TEXTE SOURCE:

© Etienne Bauvir

Une petite équipe d’ornithologues et de naturalistes travaille depuis 2012 pour la conservation de la chevêche d’Athéna, dans cette écorégion wallonne, située au sud de la Meuse et du Condroz et au nord de l’Ardenne, .

D’emblée, nous avons voulu en faire un projet participatif en sensibilisant, progressivement, à notre cause le monde rural et les différents acteurs régionaux de la conservation de la nature. Nous nous réjouissons d’ailleurs des résultats engrangés en 10 ans de protection des chevêches dans notre région.

 

Qu’avons-nous réalisé en faveur des chevêches dans cette région ?

© Etienne Bauvir

Un état des lieux préalable
Sur base des données historiques de l’enquête sur les oiseaux nicheurs de Famenne — Atlas de Lesse et Lomme — de la fin des années 1980 [19], nous avons actualisé les relevés des territoires à chevêches, à partir de 2012, en procédant à des prospections nocturnes de recensements de l’espèce. Progressivement, nous avons étendu nos recherches à l’ensemble de l’écorégion Famenne-Calestienne, qui couvre +/- 1 300 km2, tous types d’occupation du sol confondus (dont +/-700 km2 en zone ouverte [semi] agricole favorable à la chevêche). Cette région concerne 19 communes et +/-170 localités, soit 8 % de la Wallonie. Dès la 2e année de suivi, nous pouvions déjà dégager une tendance de l’effectif régional de cet oiseau et, malheureusement, constater une régression de près de 75 % des couples nicheurs, en moins de 25 ans ! Nous avons répété les inventaires chaque hiver, jusqu’à présent.

CONSIGNE 1:
Présentez sous forme de tableau Markdown les lignes de la liste, de la première jusqu'à celle qui contient "Please mark the region of the bare branch.", incluse, sans les lignes vides. Utilisez une colonne « N° » pour le numéro de ligne et une colonne « Ligne » pour son texte.
CONSIGNE 2:
Poursuivez, s'il vous plaît, le texte sur la chevêche d'Athéna à partir de l'endroit où il s'arrête.
Le texte sur la chevêche d'Athéna et la liste n'ont aucun lien entre eux.

DONNÉES DE LA TÂCHE:
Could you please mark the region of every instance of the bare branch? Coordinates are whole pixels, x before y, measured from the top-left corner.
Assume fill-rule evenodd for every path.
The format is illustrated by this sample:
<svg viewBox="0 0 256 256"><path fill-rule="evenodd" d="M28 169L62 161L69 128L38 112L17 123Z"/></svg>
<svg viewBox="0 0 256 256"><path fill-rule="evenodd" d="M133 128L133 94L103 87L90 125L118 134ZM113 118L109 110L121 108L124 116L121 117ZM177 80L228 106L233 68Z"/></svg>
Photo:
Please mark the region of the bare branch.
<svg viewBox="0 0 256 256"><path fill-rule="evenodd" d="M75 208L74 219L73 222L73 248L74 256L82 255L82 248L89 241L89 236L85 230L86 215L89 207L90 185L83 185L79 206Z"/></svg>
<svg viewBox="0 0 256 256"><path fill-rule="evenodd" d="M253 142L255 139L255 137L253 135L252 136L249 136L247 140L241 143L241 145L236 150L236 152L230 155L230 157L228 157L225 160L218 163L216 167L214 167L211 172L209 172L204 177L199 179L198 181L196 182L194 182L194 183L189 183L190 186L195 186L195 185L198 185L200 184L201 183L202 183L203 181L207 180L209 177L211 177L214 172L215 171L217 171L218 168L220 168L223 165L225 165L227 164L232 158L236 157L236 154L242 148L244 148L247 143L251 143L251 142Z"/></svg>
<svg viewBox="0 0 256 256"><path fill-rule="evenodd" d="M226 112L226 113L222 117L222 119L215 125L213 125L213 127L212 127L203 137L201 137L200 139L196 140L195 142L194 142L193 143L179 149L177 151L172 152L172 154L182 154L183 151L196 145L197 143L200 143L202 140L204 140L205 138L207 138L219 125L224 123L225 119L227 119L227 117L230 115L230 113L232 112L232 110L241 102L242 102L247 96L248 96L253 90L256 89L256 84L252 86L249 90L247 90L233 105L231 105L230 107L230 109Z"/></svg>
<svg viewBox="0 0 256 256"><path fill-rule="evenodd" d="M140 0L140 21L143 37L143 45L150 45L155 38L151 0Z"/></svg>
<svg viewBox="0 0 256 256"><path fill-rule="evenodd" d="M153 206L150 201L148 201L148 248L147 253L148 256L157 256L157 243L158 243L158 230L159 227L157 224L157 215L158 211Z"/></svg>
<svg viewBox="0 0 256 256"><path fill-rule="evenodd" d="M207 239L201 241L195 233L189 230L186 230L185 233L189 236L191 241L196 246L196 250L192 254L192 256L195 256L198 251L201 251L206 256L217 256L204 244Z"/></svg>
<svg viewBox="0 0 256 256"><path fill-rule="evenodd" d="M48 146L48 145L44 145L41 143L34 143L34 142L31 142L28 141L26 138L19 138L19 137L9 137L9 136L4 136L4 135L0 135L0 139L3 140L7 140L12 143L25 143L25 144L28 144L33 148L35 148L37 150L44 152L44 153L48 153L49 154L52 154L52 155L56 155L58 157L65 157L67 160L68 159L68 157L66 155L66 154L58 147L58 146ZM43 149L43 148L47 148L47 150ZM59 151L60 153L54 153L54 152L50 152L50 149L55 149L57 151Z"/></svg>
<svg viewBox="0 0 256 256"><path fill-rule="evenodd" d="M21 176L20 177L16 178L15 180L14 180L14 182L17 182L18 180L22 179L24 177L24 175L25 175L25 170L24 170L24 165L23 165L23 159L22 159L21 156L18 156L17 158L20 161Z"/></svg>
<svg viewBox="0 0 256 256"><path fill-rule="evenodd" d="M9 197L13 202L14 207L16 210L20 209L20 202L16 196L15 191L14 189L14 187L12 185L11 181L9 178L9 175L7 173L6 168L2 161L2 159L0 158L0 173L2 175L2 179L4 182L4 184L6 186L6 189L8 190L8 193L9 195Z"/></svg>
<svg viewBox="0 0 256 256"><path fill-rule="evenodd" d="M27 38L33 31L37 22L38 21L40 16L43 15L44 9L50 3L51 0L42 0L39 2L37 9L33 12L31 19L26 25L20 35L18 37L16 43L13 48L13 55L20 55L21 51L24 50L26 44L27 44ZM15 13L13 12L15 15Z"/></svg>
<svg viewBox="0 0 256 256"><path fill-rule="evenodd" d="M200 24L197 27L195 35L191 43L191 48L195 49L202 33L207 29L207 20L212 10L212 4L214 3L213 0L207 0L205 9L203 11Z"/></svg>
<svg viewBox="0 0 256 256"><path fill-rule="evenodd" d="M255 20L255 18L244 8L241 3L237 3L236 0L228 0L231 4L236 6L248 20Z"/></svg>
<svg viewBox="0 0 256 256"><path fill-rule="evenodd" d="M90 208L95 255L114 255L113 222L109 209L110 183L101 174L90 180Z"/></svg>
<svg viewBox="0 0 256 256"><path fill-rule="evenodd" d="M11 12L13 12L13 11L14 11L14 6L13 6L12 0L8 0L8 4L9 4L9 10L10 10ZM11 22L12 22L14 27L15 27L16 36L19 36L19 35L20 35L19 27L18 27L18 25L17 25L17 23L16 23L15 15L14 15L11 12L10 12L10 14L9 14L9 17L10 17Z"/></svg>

RÉPONSE 1:
| N° | Ligne |
|---|---|
| 1 | Could you please mark the region of every instance of the bare branch? Coordinates are whole pixels, x before y, measured from the top-left corner. |
| 2 | Assume fill-rule evenodd for every path. |
| 3 | The format is illustrated by this sample: |
| 4 | <svg viewBox="0 0 256 256"><path fill-rule="evenodd" d="M28 169L62 161L69 128L38 112L17 123Z"/></svg> |
| 5 | <svg viewBox="0 0 256 256"><path fill-rule="evenodd" d="M133 128L133 94L103 87L90 125L118 134ZM113 118L109 110L121 108L124 116L121 117ZM177 80L228 106L233 68Z"/></svg> |
| 6 | Photo: |
| 7 | Please mark the region of the bare branch. |

RÉPONSE 2:
Une mise à disposition de nichoirs
Sur base de nos explorations de terrain et compte tenu de la subsistance de biotopes paraissant encore un tant soit peu favorables aux chevêches, il nous est vite venu à l’esprit d’installer des nichoirs pour pallier le manque de cavités de nidification. C’est ainsi que nous en avons fabriqué et installé plus de 300 entre 2013 et ce jour. Ils ont été posés dans les biotopes les plus favorables, entre autres là où les oiseaux sont présents actuellement ou l’étaient début des années 2000.

À noter que des nichoirs avaient déjà été installés dans la région entre 1995 et 2005, à l’initiative de Stéphane Tombeur (CNB), et qu’ils ont probablement contribué à maintenir localement quelques petits îlots de populations de chevêches.

Nous avons opté pour le modèle de nichoir conçu par l’association NOCTUA et l’avons progressivement perfectionné, le rendant encore plus inaccessible aux prédateurs naturels comme la fouine, par exemple [20] [21] :

2 ou 3 nichoirs ont été installés par territoire occupé par les oiseaux, de sorte de leur offrir des possibilités de refuges supplémentaires, et espérer ainsi qu’ils soient moins tentés de visiter les cheminées des habitations proches qui constituent des pièges pour eux.

Autant que possible, nous avons évité d’installer des « nichoirs-pièges », soit trop près des routes passantes, des habitations, des cours d’eau ou encore dans des endroits qui risquaient de mettre l’oiseau en péril, car trop visibles ou trop fréquentés par des prédateurs.

Et, le plus souvent, il a été tenu compte du pour et du contre pour les oiseaux, car, comme le souligne Jacques Bultot (Noctua), « un nichoir bien installé vaut mieux que 10 mal placés » ; cette réflexion nous a servi de leçon !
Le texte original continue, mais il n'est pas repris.